§ Direction: Nothing but the line with "Where can the dark storm" and the lines after it, through the end of the records below, is to be repeated, exactly as it is.

═════ Supplied data ═════

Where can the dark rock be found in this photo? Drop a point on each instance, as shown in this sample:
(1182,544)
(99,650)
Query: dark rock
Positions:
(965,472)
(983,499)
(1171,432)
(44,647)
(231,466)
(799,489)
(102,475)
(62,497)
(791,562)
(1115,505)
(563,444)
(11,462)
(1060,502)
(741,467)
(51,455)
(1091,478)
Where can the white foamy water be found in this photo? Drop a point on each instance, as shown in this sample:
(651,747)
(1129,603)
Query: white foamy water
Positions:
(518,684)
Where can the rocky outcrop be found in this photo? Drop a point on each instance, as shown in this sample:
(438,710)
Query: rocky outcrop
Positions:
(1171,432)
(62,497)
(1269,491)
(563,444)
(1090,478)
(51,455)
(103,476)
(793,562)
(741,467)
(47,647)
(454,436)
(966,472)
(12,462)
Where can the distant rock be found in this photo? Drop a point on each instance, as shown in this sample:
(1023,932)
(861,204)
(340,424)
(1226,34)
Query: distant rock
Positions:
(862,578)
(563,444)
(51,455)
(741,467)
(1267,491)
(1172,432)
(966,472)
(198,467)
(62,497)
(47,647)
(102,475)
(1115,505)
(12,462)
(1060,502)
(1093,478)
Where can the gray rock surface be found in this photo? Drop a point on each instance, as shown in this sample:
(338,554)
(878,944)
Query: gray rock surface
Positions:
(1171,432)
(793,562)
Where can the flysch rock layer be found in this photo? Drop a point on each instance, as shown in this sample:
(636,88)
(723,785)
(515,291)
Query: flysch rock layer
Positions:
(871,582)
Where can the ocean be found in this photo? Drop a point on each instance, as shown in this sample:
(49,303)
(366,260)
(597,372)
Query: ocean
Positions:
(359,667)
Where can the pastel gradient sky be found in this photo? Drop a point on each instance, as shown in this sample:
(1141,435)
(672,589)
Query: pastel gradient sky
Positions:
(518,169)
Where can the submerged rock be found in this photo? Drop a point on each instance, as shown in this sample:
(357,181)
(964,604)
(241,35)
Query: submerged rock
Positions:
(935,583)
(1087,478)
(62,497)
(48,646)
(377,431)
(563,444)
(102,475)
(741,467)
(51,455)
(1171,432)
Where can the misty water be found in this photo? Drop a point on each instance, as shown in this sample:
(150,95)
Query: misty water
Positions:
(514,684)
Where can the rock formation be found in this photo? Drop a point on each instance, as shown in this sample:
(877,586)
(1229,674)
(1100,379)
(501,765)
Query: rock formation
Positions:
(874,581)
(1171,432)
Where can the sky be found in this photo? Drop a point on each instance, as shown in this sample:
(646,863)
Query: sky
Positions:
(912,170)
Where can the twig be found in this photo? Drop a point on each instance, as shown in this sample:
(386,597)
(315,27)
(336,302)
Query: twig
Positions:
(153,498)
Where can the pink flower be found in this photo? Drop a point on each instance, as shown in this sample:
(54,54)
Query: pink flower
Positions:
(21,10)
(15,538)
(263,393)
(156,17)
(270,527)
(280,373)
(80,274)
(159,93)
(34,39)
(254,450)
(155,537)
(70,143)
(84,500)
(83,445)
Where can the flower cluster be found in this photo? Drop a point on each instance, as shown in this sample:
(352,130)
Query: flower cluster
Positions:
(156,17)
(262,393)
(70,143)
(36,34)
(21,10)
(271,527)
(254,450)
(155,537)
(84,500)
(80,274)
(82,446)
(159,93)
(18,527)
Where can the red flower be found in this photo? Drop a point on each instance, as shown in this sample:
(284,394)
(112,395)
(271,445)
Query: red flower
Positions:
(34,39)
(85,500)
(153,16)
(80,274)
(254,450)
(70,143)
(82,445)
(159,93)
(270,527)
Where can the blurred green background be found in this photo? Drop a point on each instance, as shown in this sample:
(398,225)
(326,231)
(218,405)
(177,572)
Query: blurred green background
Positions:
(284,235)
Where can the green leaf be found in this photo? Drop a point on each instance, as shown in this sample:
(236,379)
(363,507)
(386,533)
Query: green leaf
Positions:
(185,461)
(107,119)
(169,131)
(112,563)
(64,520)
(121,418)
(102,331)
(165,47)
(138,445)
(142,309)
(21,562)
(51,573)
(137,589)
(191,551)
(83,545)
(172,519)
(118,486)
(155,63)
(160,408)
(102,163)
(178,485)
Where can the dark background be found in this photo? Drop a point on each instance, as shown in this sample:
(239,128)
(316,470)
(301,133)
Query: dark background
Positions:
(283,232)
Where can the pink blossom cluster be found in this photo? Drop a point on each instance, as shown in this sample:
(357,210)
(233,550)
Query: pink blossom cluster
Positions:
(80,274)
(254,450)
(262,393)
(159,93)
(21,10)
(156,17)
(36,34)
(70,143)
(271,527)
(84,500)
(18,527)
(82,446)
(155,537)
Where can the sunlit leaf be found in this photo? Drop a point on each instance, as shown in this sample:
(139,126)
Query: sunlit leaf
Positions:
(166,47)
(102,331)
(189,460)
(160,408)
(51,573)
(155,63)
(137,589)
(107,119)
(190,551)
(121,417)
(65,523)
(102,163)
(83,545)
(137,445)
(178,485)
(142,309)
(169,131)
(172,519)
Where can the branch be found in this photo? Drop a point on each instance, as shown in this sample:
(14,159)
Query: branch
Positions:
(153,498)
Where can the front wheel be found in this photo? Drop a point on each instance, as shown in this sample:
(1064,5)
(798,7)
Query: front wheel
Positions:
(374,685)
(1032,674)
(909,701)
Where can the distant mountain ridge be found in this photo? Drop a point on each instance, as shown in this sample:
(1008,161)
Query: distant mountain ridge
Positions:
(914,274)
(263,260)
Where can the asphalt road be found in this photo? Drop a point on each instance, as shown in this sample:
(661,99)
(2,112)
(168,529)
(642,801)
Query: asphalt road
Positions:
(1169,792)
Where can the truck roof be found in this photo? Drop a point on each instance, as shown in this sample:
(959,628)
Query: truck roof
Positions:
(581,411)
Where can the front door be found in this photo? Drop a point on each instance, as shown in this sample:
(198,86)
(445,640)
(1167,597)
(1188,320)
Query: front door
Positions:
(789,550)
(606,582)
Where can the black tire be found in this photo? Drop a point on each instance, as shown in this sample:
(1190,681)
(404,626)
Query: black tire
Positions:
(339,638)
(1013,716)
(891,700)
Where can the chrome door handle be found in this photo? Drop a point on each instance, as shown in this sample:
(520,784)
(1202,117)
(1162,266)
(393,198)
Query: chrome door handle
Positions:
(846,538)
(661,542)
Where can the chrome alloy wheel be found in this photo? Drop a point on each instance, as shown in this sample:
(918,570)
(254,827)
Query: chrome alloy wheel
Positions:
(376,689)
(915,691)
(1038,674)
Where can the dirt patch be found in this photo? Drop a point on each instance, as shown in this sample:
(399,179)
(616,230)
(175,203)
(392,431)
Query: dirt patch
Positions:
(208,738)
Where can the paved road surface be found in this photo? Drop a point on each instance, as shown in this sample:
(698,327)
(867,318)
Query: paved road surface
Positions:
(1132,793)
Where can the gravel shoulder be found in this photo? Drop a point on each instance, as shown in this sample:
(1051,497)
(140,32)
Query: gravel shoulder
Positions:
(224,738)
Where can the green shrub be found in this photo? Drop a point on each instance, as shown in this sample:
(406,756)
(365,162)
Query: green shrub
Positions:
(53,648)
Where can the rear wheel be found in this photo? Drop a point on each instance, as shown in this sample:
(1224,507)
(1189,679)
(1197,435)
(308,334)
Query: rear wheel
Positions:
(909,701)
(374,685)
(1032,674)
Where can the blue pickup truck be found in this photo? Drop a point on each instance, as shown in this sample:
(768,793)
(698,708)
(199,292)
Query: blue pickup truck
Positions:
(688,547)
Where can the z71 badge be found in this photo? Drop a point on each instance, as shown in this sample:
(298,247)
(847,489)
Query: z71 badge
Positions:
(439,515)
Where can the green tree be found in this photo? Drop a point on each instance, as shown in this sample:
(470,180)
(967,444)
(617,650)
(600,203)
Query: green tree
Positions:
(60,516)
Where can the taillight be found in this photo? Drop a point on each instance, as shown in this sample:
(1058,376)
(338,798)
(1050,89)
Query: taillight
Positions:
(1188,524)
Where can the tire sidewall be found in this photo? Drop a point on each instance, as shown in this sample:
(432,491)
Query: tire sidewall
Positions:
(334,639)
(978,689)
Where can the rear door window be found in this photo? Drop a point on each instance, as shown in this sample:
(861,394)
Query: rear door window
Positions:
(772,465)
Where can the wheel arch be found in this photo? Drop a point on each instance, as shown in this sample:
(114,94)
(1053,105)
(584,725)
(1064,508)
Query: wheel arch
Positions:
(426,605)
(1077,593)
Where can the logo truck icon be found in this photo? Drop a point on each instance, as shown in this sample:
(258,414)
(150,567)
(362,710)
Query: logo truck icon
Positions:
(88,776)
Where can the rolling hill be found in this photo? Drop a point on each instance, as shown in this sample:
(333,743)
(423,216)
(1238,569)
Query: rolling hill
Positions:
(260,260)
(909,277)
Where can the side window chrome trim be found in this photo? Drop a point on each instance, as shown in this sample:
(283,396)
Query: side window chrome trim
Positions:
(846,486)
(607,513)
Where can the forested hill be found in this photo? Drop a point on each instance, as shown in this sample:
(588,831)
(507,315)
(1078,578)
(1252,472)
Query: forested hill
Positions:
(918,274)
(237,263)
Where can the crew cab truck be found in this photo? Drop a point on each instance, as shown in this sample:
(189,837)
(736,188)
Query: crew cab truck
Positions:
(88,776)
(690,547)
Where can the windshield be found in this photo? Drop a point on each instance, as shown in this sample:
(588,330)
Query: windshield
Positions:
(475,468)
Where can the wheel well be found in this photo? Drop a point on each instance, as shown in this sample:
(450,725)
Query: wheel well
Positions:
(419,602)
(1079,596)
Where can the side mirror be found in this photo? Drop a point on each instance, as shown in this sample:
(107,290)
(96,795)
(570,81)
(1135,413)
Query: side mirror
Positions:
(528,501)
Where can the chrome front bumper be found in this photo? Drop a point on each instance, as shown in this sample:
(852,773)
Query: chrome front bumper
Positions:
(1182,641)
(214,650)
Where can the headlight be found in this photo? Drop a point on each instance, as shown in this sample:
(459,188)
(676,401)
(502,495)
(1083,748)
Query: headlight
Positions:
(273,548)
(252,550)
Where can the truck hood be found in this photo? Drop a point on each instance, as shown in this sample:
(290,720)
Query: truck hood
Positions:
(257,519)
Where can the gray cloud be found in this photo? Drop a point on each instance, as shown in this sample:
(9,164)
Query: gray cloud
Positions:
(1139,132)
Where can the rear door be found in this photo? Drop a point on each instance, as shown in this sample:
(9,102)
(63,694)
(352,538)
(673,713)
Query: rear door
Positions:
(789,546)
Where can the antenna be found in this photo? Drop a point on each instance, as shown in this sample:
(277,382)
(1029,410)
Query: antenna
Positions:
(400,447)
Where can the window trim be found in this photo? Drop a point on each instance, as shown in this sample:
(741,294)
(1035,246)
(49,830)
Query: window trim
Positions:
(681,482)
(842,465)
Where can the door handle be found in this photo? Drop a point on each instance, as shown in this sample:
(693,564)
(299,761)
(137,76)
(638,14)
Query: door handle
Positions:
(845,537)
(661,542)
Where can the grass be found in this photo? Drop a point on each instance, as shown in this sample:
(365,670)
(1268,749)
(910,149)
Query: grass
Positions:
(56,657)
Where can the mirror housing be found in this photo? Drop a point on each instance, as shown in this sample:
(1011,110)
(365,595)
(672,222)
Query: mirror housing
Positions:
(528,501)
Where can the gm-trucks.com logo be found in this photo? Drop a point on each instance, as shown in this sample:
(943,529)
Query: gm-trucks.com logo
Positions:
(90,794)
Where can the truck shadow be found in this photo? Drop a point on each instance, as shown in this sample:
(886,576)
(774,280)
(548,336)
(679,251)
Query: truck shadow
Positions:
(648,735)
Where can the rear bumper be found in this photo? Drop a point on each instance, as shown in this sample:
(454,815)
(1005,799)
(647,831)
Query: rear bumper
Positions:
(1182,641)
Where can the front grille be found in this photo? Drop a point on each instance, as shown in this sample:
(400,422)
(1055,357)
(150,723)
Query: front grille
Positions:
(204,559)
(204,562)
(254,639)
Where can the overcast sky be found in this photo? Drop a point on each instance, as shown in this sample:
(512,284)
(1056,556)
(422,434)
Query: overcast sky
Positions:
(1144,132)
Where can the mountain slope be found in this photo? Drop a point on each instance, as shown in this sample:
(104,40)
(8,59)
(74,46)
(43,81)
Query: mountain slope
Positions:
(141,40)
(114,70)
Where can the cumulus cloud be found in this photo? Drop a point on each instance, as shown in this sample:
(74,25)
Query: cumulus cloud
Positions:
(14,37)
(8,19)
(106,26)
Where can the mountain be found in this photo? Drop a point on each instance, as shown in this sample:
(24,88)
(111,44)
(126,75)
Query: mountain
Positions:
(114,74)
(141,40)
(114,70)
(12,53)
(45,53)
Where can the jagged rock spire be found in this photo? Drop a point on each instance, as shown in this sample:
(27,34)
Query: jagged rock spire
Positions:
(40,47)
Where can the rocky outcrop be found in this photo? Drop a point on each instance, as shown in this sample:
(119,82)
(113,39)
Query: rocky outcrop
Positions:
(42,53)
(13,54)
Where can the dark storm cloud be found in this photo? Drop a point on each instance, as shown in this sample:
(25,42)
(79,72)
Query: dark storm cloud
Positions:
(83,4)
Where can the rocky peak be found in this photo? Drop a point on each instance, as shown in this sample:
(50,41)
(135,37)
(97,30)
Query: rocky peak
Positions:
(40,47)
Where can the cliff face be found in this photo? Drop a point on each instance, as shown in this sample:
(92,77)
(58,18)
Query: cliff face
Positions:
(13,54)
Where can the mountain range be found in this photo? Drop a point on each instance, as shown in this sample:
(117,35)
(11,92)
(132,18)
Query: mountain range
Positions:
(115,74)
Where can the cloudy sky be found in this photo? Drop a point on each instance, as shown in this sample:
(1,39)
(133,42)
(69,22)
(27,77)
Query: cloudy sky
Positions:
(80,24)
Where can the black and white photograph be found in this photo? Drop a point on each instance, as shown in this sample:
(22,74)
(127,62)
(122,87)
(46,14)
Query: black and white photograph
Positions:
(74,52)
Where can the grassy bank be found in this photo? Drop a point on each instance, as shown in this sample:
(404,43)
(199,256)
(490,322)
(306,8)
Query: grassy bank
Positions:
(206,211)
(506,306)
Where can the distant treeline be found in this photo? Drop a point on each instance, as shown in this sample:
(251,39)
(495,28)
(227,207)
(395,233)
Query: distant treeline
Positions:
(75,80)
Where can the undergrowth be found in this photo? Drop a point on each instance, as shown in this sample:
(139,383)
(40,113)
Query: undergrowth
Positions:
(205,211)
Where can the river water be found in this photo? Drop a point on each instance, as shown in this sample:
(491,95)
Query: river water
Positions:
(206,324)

═════

§ Full output:
Where can the dark storm cloud be found in this photo? Drop a point on each instance, as shown in this sample:
(25,42)
(79,72)
Query: dark storm cloud
Positions:
(83,4)
Where can the rocky peak be found in this photo? Drop a point on each instance, as shown in this sample:
(50,41)
(135,37)
(97,30)
Query: rocky peak
Positions:
(40,47)
Where can the cliff face be found in this photo? Drop a point on each instance, as shown in this sample:
(92,77)
(58,18)
Query: cliff face
Positions:
(13,54)
Where can the mountain range be found in this photo? Drop a point on each instance, as shown in this sample:
(117,35)
(11,92)
(132,18)
Query: mountain range
Positions:
(115,74)
Where can the cloudy sky be found in this photo? Drop a point on each instance, as shown in this sample:
(1,39)
(133,42)
(69,22)
(27,77)
Query: cloudy sky
Positions:
(80,24)
Where can the black and white photograph be found in this photo? Drop a point on each instance, as shown in this sample:
(22,74)
(127,62)
(122,87)
(46,14)
Query: black and white photograph
Positions:
(74,52)
Where can the grassy bank be found in this photo? Drop a point on each instance, as shown in this sample:
(404,43)
(199,256)
(490,322)
(306,8)
Query: grassy bank
Positions:
(206,211)
(506,306)
Where can the distant treeline be found in this photo? Drop a point on each instance, as shown in this sample:
(251,39)
(495,28)
(227,207)
(395,233)
Query: distant treeline
Positions:
(75,80)
Where can the undergrowth be found in this photo? Drop a point on each instance, as shown in this sample:
(139,383)
(40,113)
Query: undergrowth
Positions:
(205,211)
Where can the river water be found in this photo? Drop a point on each instance, as shown in this sample:
(491,95)
Query: river water
Positions:
(206,324)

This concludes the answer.